[Фрагмент источника]

········

Александр I всегда объезжал военные поселения Новгородской губернии с гр. Аракчеевым. Эти поселения, смутный зародыш социализма, были их общим детищем. С Аракчеевым же обсуждал Царь государственные дела, большие и малые. Мог и о Пушкине с ним говорить. Царь читал его стихи, даже благодарил за благородные чувства, выраженные в «Деревне», восхищался «Кавказским пленником». Но эпиграмм на Аракчеева не простил. Возможно, что и новую кару Царь придумал вместе с «без лести преданным» политическим своим наперсником.

Как это ни странно, но в ссылке Пушкина в псковскую деревню принял участие и неисправимый путаник А. И. Тургенев. По связям своим, очень разнообразным, он мог ознакомиться с официальной перепиской о Пушкине. И по-своему тревожился. 1 июля он писал Вяземскому: «Граф В. представил об увольнении П. Желая coûte que coûte[75] оставить его при нем, я ездил к Нессельроде, но узнал от него, что это уже не возможно; что уже несколько раз и давно гр. В. представлял о сем et pour cause[76]; что надобно искать другого мецената-начальника. Долго вчера толковал я о сем с Севериными, и мысль наша остановилась на Паулуччи, тем более, что П. и Псковский помещик. Виноват один П. Графиня его отличала, отличает, как заслуживал талант его, но он рвется в беду свою. Больно и досадно! Куда с ним деваться?»

········

[Исходные данные]

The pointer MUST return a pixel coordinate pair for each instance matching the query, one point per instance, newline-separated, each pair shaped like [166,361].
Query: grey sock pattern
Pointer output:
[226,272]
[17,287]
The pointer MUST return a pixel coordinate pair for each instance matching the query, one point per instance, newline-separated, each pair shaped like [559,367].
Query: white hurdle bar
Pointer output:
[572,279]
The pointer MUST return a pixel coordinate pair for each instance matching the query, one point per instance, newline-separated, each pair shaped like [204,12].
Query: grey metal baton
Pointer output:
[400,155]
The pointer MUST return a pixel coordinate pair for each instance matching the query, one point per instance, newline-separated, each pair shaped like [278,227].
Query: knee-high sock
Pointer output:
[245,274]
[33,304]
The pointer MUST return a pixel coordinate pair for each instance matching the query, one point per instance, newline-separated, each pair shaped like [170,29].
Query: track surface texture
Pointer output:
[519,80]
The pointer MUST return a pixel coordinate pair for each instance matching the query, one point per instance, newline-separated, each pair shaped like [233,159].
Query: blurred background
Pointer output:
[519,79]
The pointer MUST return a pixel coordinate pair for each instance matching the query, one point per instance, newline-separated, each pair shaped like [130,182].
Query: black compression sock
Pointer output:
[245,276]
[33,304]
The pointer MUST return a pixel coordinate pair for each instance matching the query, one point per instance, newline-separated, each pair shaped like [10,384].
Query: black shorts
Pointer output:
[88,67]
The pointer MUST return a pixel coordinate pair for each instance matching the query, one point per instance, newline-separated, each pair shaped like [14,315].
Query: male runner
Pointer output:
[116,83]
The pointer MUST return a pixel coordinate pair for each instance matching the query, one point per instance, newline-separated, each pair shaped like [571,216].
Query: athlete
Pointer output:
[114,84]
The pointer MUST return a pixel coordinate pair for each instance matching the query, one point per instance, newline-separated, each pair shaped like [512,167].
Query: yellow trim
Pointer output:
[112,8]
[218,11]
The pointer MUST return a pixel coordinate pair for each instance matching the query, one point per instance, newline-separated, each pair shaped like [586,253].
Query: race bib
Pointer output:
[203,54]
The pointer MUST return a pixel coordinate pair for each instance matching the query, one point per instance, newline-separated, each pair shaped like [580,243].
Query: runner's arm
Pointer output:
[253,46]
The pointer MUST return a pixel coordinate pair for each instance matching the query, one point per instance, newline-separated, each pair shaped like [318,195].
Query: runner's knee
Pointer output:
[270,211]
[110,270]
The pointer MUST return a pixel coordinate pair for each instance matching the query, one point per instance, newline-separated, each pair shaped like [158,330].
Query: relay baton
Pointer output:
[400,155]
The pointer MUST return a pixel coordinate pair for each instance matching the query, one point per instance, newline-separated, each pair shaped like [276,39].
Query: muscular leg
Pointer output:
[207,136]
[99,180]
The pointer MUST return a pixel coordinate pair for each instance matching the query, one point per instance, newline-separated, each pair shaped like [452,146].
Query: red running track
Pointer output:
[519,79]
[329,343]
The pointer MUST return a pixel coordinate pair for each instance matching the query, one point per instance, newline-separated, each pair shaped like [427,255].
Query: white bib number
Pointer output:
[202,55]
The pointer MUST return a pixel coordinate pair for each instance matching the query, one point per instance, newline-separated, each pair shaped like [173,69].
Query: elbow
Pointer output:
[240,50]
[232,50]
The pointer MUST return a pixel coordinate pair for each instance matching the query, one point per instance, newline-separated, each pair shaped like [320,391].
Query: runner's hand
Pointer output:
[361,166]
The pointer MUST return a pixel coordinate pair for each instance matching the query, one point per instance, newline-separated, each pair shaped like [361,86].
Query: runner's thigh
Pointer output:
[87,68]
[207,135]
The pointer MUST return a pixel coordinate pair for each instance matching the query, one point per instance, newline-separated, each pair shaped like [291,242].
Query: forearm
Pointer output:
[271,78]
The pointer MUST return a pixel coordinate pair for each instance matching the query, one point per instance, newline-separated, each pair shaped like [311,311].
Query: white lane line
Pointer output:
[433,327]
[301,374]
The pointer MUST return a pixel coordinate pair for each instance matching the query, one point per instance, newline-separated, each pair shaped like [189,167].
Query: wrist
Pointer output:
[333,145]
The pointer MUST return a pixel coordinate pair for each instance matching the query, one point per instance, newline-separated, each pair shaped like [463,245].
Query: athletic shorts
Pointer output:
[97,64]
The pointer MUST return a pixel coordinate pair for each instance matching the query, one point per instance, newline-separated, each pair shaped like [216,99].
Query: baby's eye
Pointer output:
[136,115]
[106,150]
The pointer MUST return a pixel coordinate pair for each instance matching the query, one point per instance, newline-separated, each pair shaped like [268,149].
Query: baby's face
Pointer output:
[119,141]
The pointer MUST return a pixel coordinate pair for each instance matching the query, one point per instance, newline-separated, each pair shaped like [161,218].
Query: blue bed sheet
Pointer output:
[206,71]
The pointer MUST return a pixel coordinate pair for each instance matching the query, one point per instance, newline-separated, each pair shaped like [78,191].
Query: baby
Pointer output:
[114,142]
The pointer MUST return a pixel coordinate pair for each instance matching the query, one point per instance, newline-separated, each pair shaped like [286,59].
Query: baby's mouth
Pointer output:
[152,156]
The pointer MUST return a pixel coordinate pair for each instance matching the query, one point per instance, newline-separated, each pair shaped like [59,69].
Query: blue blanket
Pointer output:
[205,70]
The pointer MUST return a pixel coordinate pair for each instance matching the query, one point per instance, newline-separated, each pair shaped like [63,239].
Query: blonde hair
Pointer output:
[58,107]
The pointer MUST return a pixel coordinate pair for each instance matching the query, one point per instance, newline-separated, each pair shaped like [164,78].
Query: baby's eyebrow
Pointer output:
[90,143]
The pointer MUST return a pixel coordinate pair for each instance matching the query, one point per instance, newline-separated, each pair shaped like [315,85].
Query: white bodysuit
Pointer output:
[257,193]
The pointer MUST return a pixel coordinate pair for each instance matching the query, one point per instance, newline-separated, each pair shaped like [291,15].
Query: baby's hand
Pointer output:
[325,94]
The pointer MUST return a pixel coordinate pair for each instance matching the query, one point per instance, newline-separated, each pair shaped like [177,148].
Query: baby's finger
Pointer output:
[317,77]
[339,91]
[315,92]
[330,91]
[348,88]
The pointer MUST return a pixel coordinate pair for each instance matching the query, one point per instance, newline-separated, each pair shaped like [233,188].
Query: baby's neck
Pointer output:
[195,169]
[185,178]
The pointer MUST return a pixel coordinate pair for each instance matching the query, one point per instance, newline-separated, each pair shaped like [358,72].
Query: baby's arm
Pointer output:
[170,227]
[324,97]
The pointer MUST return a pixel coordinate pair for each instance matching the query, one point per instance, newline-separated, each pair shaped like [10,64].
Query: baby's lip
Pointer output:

········

[Суть задания]
На ком, согласно отрывку о ссылке Пушкина, остановилась мысль Тургенева и Севериных, когда они искали для Пушкина нового начальника?

[Ответ на задание]
На Паулуччи.